Source passage -
Women’s options for placement are Riverview or the county jail and sometimes Riverview doesn’t have room.

“We’ve had a couple of incidents where a judge has ordered a patient to be sent to Riverview and Riverview has had to refuse because they didn’t have enough bed space,” Maloney said. “In one particular instance, the judge was insistent that this female patient not go to jail because her mental health deteriorated in jail, but Riverview simply didn’t have a bed for her and could not take her.”

So the woman spent two days in jail before Riverview was able to provide a bed for her. “It was not what the judge found to be in the best interest of the person,” Maloney said.

The Kennebec County Jail, built in 1991, was designed for 131 inmates; the average daily population in 2014 hovered around 180. It was higher on a mid-January day when Sheriff Randall Liberty counted 192 inmates, of whom three – two men and one woman – had come from Riverview.

“There’s a lot of transitional folks with mental illness, with substance abuse issues, people recently arrested, they’re drunk. There’s a lot of banging. It’s very noisy, not a therapeutic environment,” Liberty said.

State Rep. Drew Gattine (D-Westbrook), House chair of the 13-member Joint Committee on Health and Human Services, said the Department of Health and Human Services and the Legislature need to conduct an analysis of the current mix of beds among Riverview’s four units.

“I don’t think putting labels on beds or people as civil or forensic tells the whole story of what‘s going on in that hospital,” Gattine said.

Gattine said he wouldn’t criticize Riverview staff and administration for incidents where violent patients were sent to jail “because I’m not there and I’m not seeing what’s happening.” But he added: “If that’s happening a lot that signifies a breakdown in the treatment modules. I don’t think that that should be happening in our psychiatric hospital. That should be a real rarity.”

Provided material -
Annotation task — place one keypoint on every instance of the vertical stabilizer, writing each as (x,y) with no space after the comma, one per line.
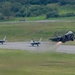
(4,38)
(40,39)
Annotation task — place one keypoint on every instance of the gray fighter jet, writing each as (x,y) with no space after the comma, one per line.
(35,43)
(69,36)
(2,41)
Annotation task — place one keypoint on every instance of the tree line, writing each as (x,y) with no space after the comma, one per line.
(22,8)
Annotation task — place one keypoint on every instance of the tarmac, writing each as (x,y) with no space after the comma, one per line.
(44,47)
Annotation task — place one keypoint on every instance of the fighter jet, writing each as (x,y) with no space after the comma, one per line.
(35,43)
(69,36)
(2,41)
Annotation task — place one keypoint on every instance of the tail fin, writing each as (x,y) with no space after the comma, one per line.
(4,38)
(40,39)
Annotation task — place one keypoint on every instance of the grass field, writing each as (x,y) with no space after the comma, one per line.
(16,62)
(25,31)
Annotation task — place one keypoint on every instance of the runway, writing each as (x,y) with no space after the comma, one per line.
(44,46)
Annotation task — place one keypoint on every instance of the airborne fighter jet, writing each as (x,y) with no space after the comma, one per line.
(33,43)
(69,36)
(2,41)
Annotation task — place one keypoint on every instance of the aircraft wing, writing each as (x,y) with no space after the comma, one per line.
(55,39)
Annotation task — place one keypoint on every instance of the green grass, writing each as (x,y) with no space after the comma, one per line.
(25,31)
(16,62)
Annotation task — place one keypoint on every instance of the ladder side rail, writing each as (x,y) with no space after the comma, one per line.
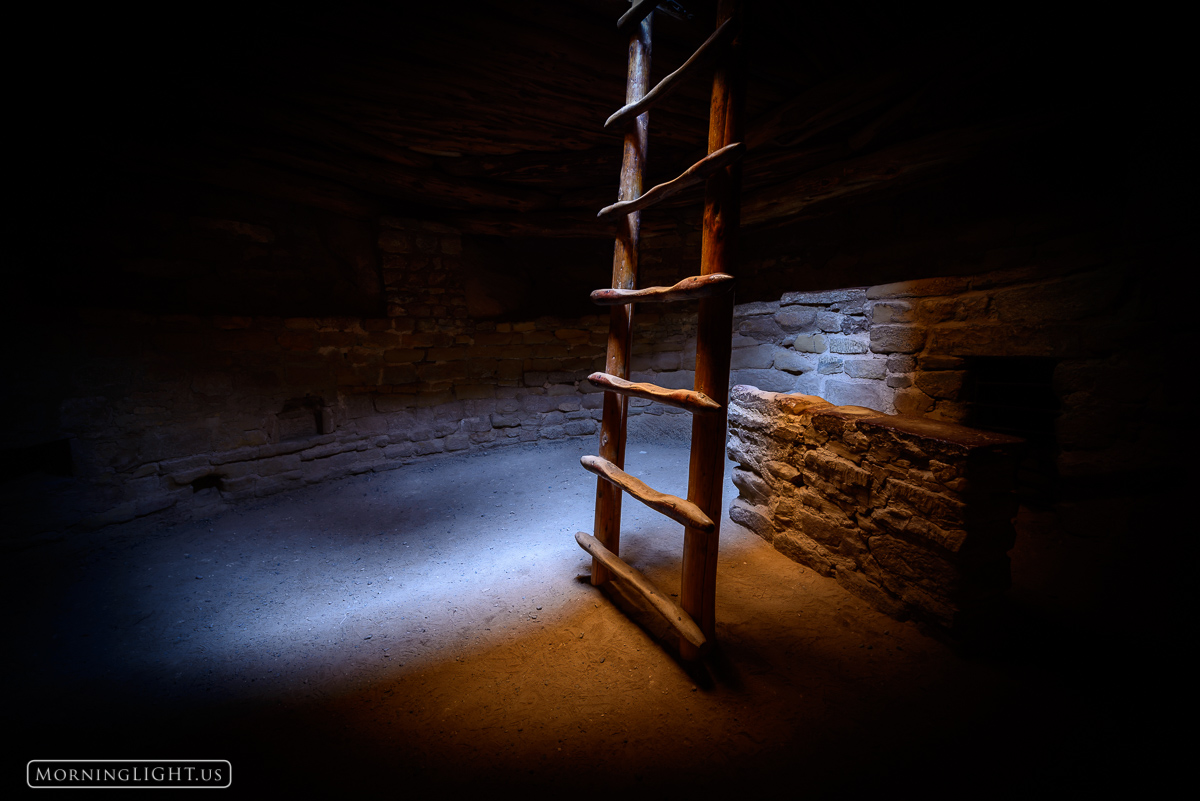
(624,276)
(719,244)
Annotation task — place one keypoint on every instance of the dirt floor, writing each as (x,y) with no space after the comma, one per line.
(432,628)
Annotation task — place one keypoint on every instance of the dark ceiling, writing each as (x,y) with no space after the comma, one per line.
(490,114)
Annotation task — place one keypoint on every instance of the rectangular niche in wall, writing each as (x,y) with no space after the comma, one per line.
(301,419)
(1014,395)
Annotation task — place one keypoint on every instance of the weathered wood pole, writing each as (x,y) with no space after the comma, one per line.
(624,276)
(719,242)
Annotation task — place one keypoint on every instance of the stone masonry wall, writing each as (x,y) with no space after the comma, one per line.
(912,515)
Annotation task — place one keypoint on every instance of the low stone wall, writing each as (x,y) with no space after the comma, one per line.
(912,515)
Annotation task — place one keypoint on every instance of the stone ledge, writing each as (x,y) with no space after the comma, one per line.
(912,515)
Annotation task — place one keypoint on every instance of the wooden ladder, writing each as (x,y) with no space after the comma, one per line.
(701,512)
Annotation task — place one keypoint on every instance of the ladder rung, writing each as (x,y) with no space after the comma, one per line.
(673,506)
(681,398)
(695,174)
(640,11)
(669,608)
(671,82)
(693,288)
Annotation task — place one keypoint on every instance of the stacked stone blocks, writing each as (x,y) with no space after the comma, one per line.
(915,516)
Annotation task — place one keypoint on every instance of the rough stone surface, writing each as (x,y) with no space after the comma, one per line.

Activity A - From the passage on Riverview and the county jail, reproduce word for word the part that begins with "The Kennebec County" and ends with "come from Riverview.".
Activity B - According to the passage on Riverview and the county jail, how many inmates was the Kennebec County Jail designed to hold?

Task solution A -
The Kennebec County Jail, built in 1991, was designed for 131 inmates; the average daily population in 2014 hovered around 180. It was higher on a mid-January day when Sheriff Randall Liberty counted 192 inmates, of whom three – two men and one woman – had come from Riverview.

Task solution B - 131 inmates.